### Goal of the exercise
Count the lines in the records below that contain the string "slab", treating uppercase and lowercase letters as distinct. Reply with the number alone.

### Records shown
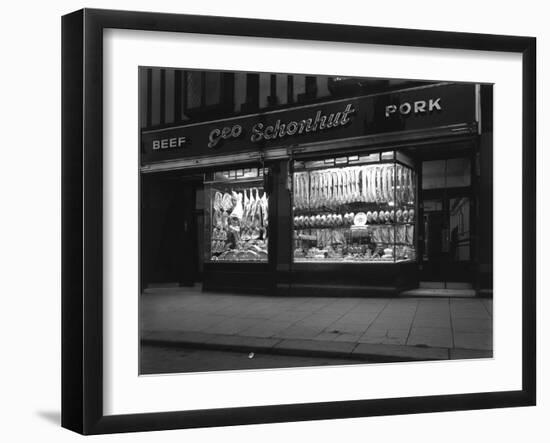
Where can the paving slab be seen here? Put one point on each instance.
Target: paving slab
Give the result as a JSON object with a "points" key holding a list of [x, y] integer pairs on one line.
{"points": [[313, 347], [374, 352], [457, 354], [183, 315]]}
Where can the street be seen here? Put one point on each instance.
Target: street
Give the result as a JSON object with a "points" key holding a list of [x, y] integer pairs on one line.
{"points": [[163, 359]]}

==

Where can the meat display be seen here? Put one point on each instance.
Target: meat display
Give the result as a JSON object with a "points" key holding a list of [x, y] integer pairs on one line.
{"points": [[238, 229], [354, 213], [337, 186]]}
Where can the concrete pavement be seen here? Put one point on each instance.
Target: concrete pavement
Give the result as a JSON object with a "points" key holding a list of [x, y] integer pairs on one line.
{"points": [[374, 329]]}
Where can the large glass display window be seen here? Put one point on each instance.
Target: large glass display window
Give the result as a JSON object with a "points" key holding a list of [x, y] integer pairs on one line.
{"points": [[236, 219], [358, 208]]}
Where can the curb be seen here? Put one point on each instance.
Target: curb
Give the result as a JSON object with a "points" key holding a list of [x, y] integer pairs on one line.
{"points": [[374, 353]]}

* * *

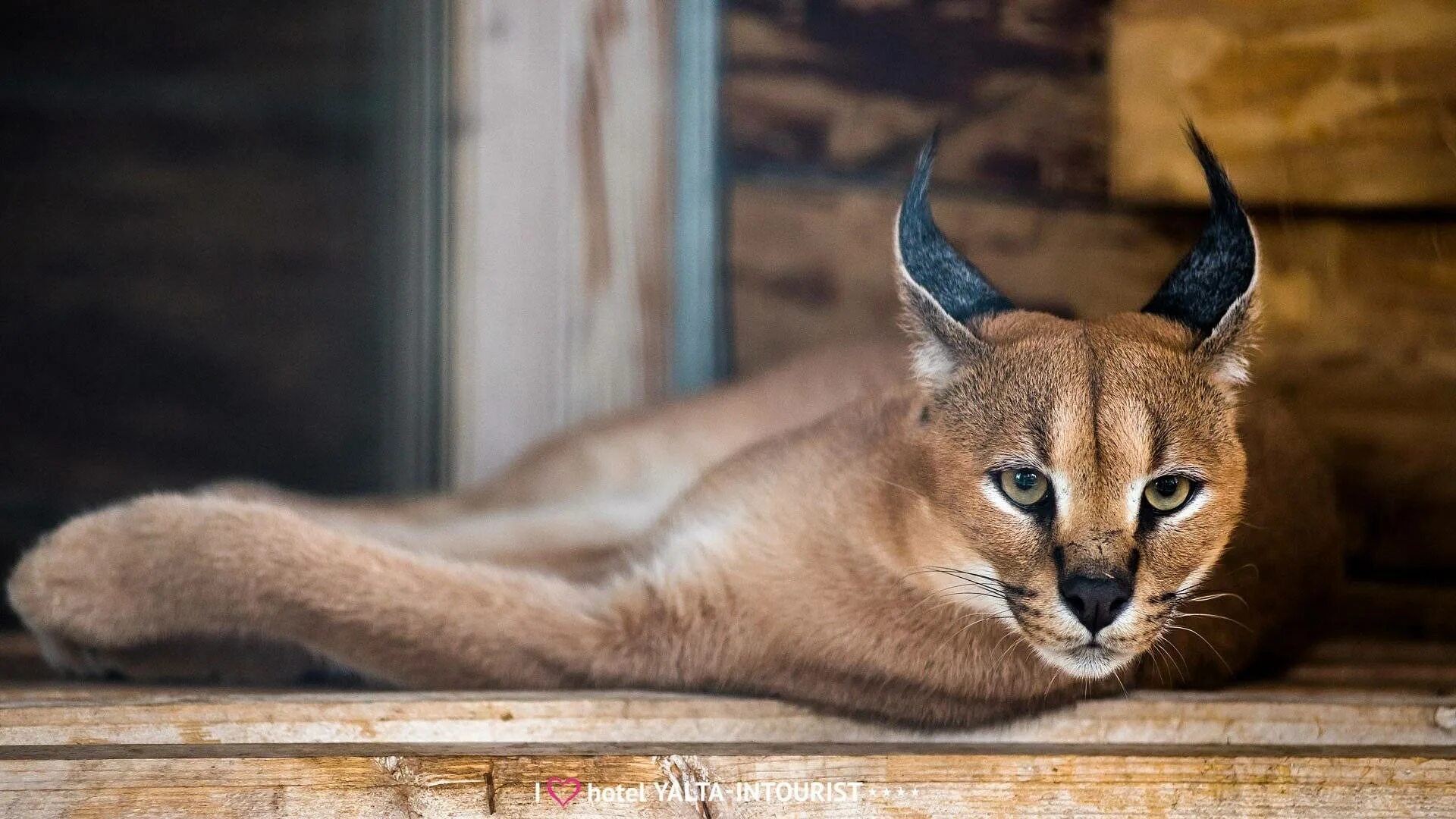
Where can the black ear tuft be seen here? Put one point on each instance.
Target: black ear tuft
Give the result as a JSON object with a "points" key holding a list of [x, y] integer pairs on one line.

### In response
2